● TASK BRIEF:
Nothing but the data itself, reproduced exactly, is the expected answer.

*** RECORDS SHOWN ***

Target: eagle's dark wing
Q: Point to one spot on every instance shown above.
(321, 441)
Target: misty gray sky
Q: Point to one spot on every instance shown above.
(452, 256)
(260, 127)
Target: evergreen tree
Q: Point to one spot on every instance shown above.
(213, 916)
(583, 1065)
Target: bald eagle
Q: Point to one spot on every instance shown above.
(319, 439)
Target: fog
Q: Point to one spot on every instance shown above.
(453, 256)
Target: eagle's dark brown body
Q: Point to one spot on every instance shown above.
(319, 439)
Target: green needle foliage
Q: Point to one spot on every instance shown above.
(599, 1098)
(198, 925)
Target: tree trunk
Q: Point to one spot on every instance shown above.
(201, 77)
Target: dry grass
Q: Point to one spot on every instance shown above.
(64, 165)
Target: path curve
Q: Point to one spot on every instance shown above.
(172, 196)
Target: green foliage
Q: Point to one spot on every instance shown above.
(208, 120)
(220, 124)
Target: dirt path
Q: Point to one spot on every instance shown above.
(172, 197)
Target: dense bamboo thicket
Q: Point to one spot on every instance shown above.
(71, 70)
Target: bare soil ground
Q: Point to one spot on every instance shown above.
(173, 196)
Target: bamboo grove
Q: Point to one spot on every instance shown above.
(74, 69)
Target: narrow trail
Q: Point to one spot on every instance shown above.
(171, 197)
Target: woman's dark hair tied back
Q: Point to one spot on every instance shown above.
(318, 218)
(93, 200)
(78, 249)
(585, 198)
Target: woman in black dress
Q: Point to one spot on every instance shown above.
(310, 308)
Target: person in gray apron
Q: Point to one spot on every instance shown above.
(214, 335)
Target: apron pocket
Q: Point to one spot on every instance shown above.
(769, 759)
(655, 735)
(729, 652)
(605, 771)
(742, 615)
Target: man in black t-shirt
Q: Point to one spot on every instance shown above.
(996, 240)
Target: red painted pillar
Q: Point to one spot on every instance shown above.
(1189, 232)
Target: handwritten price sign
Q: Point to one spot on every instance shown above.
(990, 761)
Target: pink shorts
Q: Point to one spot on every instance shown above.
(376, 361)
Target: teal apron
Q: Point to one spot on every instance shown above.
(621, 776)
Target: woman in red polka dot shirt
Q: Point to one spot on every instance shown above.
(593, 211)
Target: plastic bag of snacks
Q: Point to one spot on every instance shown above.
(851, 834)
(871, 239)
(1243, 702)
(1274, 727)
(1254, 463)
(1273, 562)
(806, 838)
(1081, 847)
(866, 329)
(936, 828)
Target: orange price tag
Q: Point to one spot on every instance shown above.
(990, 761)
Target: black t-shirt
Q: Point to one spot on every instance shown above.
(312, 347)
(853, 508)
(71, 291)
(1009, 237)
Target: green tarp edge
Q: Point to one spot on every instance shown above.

*** End of RECORDS SHOWN ***

● SOLUTION BELOW:
Target: eagle's dark wing
Q: Point to one spot on every instance shown above.
(321, 441)
Target: misty gray sky
Q: Point to one spot on every instance shown above.
(452, 256)
(260, 127)
Target: evergreen tree
Q: Point to one spot on every instance shown above.
(213, 916)
(583, 1065)
Target: bald eagle
Q: Point to one spot on every instance shown above.
(319, 439)
Target: fog
Q: Point to one spot on every instance shown above.
(453, 256)
Target: eagle's dark brown body
Q: Point to one spot on every instance shown above.
(319, 439)
Target: green needle foliage
Q: Point to one spot on every instance shown above.
(599, 1098)
(198, 925)
Target: tree trunk
Q: Point to one spot on every instance shown above.
(201, 77)
Target: dry grass
Q: Point to one spot on every instance shown above.
(64, 165)
Target: path curve
Q: Point to one spot on every instance shown above.
(172, 196)
Target: green foliage
Q: Point to one spot on every instance shown above.
(208, 120)
(220, 124)
Target: dirt path
Q: Point to one spot on every instance shown above.
(172, 197)
Target: dense bamboo thicket
Q: Point to one spot on every instance shown above.
(71, 70)
Target: bare soil ground
Q: Point to one spot on every instance shown above.
(173, 196)
Target: bamboo grove
Q: Point to one spot on every instance shown above.
(74, 69)
Target: narrow trail
Q: Point to one spot on every instance shown above.
(171, 197)
Target: woman's dark hair tied back
Q: Point to one spot on every instance shown above.
(318, 218)
(93, 200)
(78, 249)
(585, 198)
Target: woman in black dress
Q: Point to one spot on every instance shown above.
(310, 308)
Target: person in gray apron
Q: Point to one spot on every instance shown above.
(214, 335)
Target: apron pocket
Q: Point to one spot on every instance shown above.
(769, 759)
(655, 735)
(729, 652)
(605, 771)
(742, 615)
Target: man in black t-shirt
Q: Point to one spot on every instance shown above.
(996, 240)
Target: red painted pillar
Q: Point to one spot on every instance shown above.
(1189, 232)
Target: handwritten price sign
Q: Point to one spot on every instance shown above.
(990, 761)
Target: pink shorts
Q: Point to one spot on every instance shown above.
(376, 361)
Target: teal apron
Q: Point to one spot on every instance shown above.
(621, 776)
Target: woman in red polka dot shirt
Q: Point to one spot on every instance shown above.
(593, 211)
Target: plastic bag of snacks
Q: Point to one spot on every instance shown above.
(851, 834)
(871, 239)
(1243, 702)
(1274, 727)
(1254, 463)
(1273, 562)
(806, 838)
(1081, 847)
(866, 329)
(936, 828)
Target: orange price tag
Q: Point to one spot on every instance shown above.
(990, 761)
Target: black t-shirt
Q: Point to one spot on every instance shown above.
(312, 347)
(853, 508)
(71, 291)
(1009, 237)
Target: green tarp edge
Q: Point to one spot on every instance shown above.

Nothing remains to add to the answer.